## DOCUMENT TEXT
<<<<
Though normally quiet, King can rise to eloquence before a crowd. His hardest going is perhaps with his own CMA missionary subjects, some of whom tried to unseat him last year. One complaint is that he has been somewhat “high-handed,” another that he goes “too strictly by the book” in administering policy.

The candidate problem was not discussed as a separate topic at the six-day Vancouver council. Instead, it appeared in the wake of other issues, particularly the need for stepped-up recruitment and for a solid philosophy of higher education. Some even saw the candidate problem as related to CMA reluctance to get into the broader evangelical swim. Delegates answered that by voting to apply for membership in the National Association of Evangelicals. To meet the recruitment demand they authorized a full-time personnel officer.

The education question was more troublesome. It concerned the extent to which the four CMA Bible and missionary colleges should teach liberal arts subjects. No consensus was reached. More committee work was authorized, and council delegates will have another go at it next year.
>>>>
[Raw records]
<<<<
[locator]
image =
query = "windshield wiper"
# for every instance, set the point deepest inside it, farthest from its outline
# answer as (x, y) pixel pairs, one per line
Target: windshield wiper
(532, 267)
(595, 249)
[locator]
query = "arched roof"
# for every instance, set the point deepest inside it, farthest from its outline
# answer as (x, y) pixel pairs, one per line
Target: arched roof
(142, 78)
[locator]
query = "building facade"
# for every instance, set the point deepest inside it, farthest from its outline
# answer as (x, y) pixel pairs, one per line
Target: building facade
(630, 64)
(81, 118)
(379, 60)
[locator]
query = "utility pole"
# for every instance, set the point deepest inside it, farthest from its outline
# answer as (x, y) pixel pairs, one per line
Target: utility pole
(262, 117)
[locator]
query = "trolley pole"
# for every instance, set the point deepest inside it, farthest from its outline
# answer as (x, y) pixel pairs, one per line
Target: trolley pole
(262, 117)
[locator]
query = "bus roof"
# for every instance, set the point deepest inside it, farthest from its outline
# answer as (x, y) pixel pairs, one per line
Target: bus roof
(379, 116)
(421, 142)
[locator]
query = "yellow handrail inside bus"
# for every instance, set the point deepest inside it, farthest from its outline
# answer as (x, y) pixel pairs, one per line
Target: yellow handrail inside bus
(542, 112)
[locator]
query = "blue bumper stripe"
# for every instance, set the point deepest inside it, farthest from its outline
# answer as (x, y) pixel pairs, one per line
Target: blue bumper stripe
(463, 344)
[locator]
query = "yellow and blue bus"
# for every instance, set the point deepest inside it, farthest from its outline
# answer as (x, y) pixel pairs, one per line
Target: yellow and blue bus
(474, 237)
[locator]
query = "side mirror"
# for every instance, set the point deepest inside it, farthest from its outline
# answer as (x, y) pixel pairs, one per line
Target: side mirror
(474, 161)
>>>>
<<<<
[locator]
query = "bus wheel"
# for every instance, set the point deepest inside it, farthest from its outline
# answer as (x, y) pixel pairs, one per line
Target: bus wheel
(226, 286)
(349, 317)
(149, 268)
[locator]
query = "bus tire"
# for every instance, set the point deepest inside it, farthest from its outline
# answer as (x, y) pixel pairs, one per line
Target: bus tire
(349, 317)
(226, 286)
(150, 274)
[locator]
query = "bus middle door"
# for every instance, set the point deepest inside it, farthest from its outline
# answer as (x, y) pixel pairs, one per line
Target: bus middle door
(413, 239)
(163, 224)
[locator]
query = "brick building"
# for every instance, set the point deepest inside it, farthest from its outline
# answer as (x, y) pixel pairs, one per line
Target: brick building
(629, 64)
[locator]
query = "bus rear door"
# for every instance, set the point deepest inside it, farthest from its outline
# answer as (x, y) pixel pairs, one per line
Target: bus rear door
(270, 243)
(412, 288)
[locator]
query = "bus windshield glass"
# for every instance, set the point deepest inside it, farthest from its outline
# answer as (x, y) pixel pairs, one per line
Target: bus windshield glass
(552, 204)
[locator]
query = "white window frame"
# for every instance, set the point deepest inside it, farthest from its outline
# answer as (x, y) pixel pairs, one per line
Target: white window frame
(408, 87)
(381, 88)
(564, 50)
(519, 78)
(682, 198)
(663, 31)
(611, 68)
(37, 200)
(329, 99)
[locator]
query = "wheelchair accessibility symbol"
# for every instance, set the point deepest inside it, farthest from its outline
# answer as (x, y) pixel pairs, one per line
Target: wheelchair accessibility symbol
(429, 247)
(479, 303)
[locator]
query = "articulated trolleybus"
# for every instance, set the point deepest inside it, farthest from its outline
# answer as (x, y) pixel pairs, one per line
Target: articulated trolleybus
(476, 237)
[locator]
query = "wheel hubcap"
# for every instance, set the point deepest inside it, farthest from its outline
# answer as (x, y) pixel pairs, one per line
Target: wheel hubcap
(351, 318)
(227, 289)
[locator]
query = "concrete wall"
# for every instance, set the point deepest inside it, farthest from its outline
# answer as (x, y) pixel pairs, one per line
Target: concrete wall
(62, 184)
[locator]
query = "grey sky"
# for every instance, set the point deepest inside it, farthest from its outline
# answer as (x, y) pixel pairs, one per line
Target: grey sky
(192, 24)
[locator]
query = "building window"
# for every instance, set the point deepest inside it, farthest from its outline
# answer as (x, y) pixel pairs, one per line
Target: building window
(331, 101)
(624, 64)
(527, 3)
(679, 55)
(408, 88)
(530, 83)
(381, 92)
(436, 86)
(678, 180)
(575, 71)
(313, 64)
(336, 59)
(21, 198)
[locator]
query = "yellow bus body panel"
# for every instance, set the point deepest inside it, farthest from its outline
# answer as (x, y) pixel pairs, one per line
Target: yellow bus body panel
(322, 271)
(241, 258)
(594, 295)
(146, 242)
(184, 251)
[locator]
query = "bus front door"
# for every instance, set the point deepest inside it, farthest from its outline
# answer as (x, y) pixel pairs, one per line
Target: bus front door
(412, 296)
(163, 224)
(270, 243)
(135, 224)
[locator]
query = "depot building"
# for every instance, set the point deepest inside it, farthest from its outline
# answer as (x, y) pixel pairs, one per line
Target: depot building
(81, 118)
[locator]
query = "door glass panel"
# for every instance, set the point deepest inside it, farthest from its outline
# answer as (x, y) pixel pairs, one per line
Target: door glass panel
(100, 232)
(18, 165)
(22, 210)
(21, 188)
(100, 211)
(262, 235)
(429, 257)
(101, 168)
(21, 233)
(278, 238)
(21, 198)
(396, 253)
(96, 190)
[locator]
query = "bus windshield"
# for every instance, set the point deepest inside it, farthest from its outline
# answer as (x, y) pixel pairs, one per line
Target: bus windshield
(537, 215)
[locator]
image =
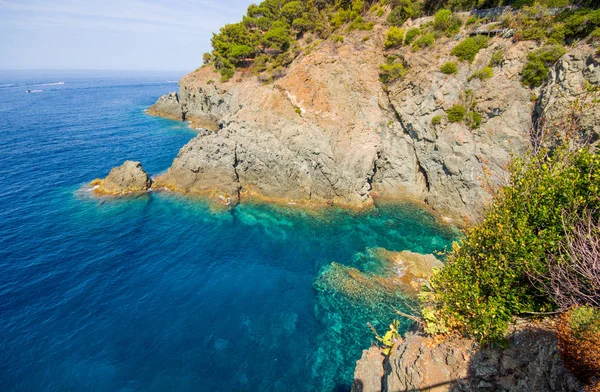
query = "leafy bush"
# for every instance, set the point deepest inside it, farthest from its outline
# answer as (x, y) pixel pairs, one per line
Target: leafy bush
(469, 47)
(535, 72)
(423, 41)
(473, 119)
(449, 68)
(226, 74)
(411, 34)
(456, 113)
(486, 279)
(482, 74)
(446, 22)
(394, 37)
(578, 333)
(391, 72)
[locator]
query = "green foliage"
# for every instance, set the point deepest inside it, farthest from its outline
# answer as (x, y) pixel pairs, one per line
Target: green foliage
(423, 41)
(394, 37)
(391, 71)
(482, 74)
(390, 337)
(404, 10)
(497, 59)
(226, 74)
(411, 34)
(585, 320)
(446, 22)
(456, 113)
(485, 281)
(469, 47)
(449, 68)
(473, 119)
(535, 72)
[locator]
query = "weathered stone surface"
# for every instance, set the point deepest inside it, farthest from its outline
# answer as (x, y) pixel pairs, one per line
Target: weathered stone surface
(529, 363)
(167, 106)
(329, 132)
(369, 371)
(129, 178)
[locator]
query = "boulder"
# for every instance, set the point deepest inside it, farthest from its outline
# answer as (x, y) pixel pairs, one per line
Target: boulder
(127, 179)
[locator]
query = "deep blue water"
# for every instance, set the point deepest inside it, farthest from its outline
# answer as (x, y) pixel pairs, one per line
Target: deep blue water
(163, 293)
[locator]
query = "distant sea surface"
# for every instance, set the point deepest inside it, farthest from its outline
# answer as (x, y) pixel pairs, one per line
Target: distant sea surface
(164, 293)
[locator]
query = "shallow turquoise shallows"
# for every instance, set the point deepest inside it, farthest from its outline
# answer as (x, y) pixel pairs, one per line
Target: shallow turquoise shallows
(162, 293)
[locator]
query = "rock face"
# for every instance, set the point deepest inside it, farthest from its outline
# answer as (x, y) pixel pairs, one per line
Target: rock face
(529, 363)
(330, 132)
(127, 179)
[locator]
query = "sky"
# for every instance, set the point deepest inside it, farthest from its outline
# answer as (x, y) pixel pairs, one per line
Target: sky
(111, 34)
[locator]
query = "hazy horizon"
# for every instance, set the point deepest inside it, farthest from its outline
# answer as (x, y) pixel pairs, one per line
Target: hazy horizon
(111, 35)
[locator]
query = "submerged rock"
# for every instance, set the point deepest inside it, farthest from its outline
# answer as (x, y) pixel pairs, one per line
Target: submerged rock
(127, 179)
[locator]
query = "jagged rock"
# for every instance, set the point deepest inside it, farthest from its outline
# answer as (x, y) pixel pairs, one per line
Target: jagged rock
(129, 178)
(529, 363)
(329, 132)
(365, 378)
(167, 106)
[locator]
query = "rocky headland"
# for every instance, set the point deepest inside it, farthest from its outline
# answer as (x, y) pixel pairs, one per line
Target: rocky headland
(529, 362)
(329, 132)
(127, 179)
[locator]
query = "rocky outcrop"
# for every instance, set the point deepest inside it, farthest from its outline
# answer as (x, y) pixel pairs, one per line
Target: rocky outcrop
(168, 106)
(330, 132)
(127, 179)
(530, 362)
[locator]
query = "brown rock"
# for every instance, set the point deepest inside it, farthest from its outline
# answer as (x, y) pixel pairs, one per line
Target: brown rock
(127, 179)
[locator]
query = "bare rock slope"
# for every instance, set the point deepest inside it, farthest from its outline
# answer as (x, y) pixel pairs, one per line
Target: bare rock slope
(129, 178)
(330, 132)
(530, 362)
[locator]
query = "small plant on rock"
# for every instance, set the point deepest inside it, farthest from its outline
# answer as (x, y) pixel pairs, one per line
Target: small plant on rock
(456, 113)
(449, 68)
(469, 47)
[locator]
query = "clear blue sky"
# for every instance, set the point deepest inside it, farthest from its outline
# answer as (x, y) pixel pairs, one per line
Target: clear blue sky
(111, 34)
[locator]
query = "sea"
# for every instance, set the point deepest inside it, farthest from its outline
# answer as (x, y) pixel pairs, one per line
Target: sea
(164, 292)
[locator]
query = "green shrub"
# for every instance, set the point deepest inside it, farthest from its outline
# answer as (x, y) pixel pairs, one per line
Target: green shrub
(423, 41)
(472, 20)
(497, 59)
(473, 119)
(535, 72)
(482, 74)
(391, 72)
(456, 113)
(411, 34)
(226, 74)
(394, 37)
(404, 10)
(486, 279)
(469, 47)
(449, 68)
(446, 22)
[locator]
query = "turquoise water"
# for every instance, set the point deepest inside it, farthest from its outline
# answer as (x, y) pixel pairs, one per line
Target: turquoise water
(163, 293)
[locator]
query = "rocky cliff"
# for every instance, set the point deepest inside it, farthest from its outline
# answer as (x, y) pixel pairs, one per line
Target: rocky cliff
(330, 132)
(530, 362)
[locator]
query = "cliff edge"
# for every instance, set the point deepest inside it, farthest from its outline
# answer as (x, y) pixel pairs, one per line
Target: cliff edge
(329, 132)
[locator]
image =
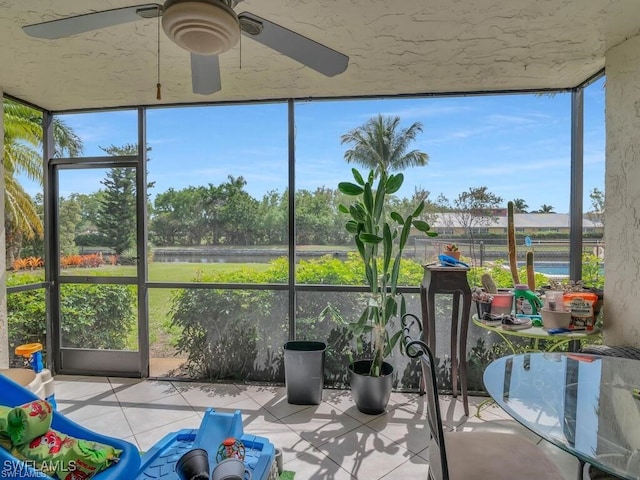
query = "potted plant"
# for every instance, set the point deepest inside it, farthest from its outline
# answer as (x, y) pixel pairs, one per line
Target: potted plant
>>>>
## AIM 1
List every action that the article on the Vancouver council says the delegates voted for or authorized.
## AIM 2
Write a continuation of the article on the Vancouver council, beginning after its final sentence.

## WRITTEN RESPONSE 1
- Applying for membership in the National Association of Evangelicals
- A full-time personnel officer
- More committee work on the education question

## WRITTEN RESPONSE 2
Some have felt that the CMA needed to overcome a doctrinal fuzziness in order to consolidate its appeal. So last year’s council adopted a 553-word statement of faith. The action was implemented this year with a move to require educators and missionaries to subscribe to the statement. Pastors and laymen, get by with a much shorter, less explicit statement.

CMA President Nathan Bailey cited as “the greatest need throughout the homeland” a “recovery of the consuming passion that characterized apostolic Christianity in its evangelistic outreach.” Bailey’s annual report contained a ringing challenge: “Eighty per cent of all the people who will have lived from the birth of Christ to the end of this century will live in our generation. Can we not match that eighty with at least eighty new missionaries within the year? And more—can we not collectively produce the eighty new churches to support them?”